● **PROBLEMS**:
• 1. In the screen-tint discussion, write out the stretch from "the review addresses" through "in my eyes.".
• 2. Answer these questions from the screen-tint discussion:
(a) Which phone does the opening question compare the bluish tint in the whites to?
(b) According to the post beginning "And again you can't use a picture of a picture", what is the picture there to compare?
(c) What does the post beginning "they shoul provide" say should be provided?

● **SUPPLIED TEXT**:

>>>

Does the screen have a bluish tint in the whites similar to galaxy s3?

I've read on another site's review.. forgot which one, maybe engadget, hothardware.. or something, that its no longer bluish like older AMOLEDs
 
looks like issue may still be there.

BXUR7hI.jpg
 
the review addresses mostly sharpness, not white color tinting. In fact, i think your review shows the s4 have the most off-white of the it's comparison (look at white ring around chrome sign)

Sorry wrong review
"In fact, the screen?s overall brightness and color quality is as good as we?ve seen on any AMOLED display, including the Galaxy Note 2, with no yellow or greenish discoloration in white areas." http://m.androidcentral.com/samsung-galaxy-s4-review

And again you can't use a picture of a picture to judge color ,the picture is there to compare sharpness

From my Galaxy Note 2 via Tapatalk
 
they shoul provide white screenshots, something so easy to show rather than claim.

in their screenshots, gs4 does show tinting in my eyes.

<<<

● **RECORDS SUPPLIED**:
>>>

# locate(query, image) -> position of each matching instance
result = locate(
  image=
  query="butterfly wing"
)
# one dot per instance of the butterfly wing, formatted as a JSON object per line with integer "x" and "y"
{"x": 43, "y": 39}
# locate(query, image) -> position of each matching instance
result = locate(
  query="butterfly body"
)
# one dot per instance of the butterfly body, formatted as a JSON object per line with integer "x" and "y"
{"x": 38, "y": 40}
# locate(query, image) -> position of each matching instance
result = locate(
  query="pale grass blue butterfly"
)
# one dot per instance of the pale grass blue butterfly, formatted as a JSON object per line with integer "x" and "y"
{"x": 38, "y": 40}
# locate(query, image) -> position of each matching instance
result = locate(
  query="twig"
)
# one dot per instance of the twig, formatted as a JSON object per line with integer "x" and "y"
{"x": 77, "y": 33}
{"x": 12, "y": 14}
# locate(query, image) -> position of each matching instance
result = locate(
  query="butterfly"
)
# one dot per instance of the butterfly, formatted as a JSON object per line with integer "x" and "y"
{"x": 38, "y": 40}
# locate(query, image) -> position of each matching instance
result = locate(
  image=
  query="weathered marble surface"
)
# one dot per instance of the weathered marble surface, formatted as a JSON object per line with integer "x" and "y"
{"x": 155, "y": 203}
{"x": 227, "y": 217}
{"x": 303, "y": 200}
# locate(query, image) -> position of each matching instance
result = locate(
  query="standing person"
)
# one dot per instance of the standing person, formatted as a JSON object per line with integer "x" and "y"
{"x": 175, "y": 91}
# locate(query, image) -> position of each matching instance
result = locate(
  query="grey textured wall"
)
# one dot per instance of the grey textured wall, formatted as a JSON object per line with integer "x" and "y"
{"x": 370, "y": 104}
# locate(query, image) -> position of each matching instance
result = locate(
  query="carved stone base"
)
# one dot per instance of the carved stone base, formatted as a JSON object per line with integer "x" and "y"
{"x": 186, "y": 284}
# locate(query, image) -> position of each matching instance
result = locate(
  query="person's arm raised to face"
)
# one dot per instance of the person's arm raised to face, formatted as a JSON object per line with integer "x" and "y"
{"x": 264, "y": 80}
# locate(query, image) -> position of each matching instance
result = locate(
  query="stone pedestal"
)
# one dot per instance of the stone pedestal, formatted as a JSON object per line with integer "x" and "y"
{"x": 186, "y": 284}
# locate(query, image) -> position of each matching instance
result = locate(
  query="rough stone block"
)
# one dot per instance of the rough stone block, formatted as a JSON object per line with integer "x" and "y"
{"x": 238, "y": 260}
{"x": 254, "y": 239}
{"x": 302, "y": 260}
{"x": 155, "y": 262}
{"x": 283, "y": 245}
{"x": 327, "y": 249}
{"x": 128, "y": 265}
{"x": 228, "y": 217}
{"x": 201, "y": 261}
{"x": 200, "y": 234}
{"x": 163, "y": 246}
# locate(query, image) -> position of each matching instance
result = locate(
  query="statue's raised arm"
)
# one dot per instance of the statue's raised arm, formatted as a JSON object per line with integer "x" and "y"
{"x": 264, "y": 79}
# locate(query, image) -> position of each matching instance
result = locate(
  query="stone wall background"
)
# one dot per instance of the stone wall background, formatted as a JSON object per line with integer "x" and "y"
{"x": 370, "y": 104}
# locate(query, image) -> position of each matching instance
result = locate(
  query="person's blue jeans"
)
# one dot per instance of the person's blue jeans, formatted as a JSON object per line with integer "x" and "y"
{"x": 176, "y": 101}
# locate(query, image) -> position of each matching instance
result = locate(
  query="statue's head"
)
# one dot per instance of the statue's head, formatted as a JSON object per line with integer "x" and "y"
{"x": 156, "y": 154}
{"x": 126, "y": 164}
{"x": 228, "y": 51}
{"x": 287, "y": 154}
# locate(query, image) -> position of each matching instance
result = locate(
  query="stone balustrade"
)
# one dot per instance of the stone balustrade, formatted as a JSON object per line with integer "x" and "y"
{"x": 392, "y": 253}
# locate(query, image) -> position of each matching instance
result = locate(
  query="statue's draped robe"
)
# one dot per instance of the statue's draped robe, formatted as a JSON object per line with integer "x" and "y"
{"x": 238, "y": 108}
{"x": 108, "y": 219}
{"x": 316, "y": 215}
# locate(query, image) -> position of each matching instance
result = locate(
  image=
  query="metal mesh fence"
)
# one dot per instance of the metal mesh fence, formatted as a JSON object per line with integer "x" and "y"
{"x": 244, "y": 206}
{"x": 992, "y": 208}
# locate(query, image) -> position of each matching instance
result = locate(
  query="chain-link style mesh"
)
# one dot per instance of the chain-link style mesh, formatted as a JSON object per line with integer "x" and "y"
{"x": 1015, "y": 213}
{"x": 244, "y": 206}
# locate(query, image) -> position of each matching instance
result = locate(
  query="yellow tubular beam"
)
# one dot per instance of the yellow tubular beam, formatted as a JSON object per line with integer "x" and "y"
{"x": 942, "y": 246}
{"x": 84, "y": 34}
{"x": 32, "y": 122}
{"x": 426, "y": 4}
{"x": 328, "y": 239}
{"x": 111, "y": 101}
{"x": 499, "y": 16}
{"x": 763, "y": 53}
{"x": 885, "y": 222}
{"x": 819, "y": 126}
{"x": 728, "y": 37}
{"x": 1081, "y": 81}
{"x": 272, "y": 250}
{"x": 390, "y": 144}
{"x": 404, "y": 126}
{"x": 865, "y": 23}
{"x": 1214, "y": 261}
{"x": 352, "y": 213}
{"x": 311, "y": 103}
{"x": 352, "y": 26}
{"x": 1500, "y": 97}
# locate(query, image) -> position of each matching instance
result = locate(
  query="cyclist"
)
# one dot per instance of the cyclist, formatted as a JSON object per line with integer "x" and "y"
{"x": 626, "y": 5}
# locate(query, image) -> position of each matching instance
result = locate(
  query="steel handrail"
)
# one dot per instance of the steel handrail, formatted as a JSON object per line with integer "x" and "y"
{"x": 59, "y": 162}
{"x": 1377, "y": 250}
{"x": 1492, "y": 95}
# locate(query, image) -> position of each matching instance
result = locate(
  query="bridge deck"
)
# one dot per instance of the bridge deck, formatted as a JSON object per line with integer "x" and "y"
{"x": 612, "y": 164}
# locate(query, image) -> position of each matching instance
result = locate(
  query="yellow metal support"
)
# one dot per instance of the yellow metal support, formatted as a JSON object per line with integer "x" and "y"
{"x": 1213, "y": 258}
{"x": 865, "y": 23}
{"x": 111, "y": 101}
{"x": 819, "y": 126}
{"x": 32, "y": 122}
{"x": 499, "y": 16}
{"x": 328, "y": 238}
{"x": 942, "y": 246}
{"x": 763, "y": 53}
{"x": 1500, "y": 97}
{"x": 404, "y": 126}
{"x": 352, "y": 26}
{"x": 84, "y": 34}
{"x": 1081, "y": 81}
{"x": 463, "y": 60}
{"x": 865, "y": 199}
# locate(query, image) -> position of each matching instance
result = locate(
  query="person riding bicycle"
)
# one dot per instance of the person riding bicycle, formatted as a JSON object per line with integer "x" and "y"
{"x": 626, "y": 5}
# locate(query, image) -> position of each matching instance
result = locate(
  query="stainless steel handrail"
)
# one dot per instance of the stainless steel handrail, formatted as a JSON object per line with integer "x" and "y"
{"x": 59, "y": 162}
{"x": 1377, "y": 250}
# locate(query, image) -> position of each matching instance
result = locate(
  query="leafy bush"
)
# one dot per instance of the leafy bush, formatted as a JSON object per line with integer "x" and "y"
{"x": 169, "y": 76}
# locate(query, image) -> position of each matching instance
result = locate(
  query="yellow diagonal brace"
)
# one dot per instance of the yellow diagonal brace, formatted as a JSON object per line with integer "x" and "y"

<<<

● **THE RESULTS**:
• 1.
the review addresses mostly sharpness, not white color tinting. In fact, i think your review shows the s4 have the most off-white of the it's comparison (look at white ring around chrome sign)

Sorry wrong review
"In fact, the screen?s overall brightness and color quality is as good as we?ve seen on any AMOLED display, including the Galaxy Note 2, with no yellow or greenish discoloration in white areas." http://m.androidcentral.com/samsung-galaxy-s4-review

And again you can't use a picture of a picture to judge color ,the picture is there to compare sharpness

From my Galaxy Note 2 via Tapatalk
 
they shoul provide white screenshots, something so easy to show rather than claim.

in their screenshots, gs4 does show tinting in my eyes.

• 2.
(a) The Galaxy S3.
(b) Sharpness.
(c) White screenshots.